(WHAT YOU ARE ASKED TO DO) Please give, exactly as they appear below, the line with "Objective — for every instance of the distant" and every line after it through the final one, and nothing else.

"""

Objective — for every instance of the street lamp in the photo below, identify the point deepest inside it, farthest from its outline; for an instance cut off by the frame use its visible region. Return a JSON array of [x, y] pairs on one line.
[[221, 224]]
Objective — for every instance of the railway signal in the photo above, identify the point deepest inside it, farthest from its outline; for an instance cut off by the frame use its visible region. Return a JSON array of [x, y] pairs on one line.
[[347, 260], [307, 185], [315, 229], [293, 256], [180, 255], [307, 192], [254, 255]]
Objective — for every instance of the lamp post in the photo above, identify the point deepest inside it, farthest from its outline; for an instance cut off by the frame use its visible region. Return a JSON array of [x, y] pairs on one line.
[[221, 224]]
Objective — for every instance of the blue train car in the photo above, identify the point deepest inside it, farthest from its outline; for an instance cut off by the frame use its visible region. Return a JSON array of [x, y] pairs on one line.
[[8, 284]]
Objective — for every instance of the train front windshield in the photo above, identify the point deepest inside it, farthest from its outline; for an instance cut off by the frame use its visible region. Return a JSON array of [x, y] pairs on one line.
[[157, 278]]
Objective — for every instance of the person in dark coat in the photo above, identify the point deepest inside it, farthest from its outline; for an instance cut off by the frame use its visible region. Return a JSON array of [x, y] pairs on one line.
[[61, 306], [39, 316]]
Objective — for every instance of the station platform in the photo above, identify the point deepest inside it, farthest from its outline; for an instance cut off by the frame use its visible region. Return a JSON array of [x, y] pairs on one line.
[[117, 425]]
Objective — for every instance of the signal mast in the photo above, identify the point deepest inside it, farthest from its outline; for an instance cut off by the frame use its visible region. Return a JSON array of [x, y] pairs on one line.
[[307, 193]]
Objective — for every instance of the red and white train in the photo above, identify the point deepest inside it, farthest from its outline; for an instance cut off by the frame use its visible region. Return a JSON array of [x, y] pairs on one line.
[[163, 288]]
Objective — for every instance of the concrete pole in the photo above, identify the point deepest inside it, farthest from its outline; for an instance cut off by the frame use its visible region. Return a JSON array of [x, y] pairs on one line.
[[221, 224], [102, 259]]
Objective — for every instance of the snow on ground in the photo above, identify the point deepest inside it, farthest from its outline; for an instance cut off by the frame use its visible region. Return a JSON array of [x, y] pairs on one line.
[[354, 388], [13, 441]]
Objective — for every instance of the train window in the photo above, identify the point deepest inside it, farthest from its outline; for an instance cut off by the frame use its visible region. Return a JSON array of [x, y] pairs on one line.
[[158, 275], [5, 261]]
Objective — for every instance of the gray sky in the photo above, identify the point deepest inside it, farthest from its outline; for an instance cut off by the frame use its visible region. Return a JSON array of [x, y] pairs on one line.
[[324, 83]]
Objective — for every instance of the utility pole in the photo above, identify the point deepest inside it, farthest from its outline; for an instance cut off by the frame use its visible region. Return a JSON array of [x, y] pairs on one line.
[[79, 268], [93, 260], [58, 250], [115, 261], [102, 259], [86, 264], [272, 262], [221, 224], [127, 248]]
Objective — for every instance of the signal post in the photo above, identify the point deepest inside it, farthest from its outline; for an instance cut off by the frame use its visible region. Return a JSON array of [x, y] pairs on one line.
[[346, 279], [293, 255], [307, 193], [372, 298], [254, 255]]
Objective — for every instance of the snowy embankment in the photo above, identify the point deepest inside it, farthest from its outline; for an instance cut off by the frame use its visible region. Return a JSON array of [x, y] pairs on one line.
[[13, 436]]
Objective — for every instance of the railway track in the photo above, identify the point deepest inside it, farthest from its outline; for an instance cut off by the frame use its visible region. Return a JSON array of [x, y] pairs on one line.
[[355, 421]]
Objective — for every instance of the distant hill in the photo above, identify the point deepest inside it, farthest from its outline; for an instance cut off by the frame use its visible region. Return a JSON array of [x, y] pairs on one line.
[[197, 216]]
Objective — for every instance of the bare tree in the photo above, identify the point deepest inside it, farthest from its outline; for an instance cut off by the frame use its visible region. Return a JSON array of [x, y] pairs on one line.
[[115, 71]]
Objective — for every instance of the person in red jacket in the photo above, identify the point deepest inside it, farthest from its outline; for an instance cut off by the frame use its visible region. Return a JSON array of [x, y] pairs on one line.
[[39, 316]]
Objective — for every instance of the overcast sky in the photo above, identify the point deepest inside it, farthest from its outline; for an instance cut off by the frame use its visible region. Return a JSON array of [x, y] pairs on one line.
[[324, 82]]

"""

(COMPLETED TASK)
Objective — for every instance of the distant hill in the photo above, identify the point deepest inside it, farthest from its outline; for an instance cut off by the frame use its visible region. Return a JSON array of [x, y] pairs on one line.
[[197, 216]]
Objective — for every instance of the bare tree in the photo above, identify the point deepest inside it, farthest from its outline; for an instance cut off by the frame use its visible region. Return a JSON array of [x, y] pairs on one line.
[[115, 71]]
Objective — for every instance of the person in red jacket in the photo above, identify the point deepest inside it, farthest from its outline; for an instance cut off by the frame use its visible region. Return a JSON array of [x, y] pairs on one line.
[[39, 316]]
Objective — for every instance of the overcast sky in the photo above, identify the point deepest inside it, farthest from its outline; for an instance cut off by the frame use its visible region. Return a JSON array of [x, y] pairs on one line.
[[324, 82]]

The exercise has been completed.